> Named-object pointing records
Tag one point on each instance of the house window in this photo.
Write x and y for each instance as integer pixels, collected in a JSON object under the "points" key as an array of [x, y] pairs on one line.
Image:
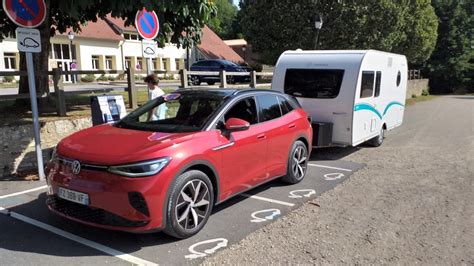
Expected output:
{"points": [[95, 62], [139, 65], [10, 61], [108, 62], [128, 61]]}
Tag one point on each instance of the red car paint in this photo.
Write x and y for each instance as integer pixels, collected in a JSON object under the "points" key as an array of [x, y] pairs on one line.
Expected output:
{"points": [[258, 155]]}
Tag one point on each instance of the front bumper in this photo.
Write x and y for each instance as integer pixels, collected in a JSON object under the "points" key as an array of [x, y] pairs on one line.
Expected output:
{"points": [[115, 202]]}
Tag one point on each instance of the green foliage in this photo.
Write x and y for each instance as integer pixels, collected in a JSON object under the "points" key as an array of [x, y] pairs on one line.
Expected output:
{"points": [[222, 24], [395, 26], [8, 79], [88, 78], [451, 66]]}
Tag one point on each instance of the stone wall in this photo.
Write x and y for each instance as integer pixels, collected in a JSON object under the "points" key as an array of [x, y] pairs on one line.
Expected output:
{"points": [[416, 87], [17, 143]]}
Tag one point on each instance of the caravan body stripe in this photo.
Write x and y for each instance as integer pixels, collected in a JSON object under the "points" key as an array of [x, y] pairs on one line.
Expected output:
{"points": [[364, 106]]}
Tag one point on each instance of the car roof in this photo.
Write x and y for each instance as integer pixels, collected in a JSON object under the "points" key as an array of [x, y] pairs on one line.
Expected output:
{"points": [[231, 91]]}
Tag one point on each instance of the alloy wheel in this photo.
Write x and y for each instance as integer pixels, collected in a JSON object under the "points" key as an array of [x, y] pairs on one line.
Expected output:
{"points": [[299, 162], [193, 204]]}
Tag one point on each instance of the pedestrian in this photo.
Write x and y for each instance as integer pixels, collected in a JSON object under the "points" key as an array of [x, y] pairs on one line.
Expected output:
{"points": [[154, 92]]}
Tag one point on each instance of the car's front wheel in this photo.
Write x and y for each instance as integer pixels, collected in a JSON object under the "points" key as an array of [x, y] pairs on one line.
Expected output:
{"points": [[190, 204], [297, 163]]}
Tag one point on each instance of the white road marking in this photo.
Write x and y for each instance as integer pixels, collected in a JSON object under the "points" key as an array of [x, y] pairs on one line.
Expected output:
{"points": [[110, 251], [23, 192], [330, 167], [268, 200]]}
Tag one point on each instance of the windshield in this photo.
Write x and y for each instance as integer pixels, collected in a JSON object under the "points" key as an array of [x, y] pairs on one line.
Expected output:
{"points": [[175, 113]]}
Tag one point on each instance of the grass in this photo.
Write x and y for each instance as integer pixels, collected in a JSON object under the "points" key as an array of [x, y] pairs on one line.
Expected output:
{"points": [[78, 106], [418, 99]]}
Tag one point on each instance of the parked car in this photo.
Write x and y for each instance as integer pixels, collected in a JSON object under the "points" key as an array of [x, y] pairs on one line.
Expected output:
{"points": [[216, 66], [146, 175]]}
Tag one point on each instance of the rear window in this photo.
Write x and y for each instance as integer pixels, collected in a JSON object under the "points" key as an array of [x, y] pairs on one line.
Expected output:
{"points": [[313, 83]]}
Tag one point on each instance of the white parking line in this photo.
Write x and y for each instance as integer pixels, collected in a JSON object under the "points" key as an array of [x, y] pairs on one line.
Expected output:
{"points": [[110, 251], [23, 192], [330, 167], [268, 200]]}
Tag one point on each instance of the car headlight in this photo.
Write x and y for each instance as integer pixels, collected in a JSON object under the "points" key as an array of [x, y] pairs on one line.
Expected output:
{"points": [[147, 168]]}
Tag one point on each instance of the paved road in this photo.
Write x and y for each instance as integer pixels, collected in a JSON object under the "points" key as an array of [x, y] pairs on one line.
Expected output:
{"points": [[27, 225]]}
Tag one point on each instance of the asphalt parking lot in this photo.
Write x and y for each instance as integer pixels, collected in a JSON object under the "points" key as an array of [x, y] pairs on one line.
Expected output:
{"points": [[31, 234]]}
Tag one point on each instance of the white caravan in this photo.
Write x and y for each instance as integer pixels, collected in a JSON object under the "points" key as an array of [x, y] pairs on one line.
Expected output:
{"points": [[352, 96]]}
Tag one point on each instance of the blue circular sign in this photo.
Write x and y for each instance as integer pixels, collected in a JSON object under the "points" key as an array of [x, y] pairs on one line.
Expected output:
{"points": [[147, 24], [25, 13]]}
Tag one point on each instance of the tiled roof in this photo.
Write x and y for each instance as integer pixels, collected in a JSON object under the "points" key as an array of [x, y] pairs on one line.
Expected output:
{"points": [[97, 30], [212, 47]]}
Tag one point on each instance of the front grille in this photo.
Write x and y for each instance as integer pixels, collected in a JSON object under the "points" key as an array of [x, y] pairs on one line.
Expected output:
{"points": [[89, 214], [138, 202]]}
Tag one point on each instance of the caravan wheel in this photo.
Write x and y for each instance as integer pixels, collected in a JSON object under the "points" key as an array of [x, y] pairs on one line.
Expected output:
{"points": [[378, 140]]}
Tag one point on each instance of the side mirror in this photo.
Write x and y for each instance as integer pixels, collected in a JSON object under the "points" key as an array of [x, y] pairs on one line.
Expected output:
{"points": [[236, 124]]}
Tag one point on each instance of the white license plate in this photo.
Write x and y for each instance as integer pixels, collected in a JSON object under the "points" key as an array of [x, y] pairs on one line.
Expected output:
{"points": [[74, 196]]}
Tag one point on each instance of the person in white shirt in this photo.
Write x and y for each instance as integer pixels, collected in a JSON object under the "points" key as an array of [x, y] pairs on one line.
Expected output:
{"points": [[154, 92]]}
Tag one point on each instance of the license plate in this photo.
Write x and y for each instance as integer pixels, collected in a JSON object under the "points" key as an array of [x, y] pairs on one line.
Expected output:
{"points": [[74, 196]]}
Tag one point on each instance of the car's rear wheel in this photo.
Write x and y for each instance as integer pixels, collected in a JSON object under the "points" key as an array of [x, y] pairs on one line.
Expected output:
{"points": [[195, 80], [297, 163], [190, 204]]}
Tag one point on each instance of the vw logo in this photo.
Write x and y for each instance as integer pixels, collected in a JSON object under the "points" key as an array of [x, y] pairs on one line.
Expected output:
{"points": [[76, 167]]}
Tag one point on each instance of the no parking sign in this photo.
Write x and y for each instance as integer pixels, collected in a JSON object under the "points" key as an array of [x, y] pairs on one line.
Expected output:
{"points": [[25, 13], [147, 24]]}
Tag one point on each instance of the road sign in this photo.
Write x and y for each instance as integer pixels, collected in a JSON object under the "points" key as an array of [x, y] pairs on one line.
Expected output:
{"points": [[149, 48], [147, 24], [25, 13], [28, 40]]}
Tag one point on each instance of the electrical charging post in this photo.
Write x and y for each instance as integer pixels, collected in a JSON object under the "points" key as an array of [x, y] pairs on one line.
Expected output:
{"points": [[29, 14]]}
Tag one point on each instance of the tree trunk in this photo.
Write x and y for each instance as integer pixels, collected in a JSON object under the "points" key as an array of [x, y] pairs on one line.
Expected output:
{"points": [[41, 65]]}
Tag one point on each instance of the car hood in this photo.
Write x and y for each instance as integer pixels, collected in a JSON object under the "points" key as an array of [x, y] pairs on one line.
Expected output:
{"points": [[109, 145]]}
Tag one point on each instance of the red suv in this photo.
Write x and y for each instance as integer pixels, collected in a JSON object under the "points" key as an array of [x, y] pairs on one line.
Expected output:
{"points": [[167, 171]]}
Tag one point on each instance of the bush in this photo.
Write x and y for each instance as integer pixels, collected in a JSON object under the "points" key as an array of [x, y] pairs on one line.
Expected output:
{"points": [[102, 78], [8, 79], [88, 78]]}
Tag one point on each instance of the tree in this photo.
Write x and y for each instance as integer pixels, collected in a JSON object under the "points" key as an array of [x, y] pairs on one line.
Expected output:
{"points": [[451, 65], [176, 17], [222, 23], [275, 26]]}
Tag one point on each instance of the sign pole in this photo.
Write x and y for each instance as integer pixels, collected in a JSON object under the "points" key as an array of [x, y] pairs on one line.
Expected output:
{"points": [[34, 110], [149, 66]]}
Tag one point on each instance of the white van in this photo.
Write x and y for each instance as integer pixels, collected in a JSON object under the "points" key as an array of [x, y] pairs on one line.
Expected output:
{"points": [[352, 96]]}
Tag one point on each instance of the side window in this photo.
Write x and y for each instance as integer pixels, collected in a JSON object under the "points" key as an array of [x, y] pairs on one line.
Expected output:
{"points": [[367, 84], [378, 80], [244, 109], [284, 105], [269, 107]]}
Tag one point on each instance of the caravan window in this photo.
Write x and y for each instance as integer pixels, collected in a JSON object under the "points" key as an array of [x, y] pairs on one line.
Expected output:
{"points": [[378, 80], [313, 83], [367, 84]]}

> Required work
Write the lines out exactly, from the one with "Tag one point on each instance of the side window" down to the last line of the listing, and leave out all others.

> Written reply
Tag one point on each instance of the side window in this photo.
Write x and y for each instance as integer pixels, collected in a JSON object under the "points" key as an array of [x, y] pairs on one line.
Expected output:
{"points": [[367, 84], [378, 80], [244, 109], [284, 105], [269, 107]]}
Tag one point on each instance of the caravan window in this photo.
Write x and y for each instance as integer pixels, collected in a JSON object under the "points" key as an array of [x, y] pairs on one line.
Expected output:
{"points": [[378, 80], [313, 83], [367, 84]]}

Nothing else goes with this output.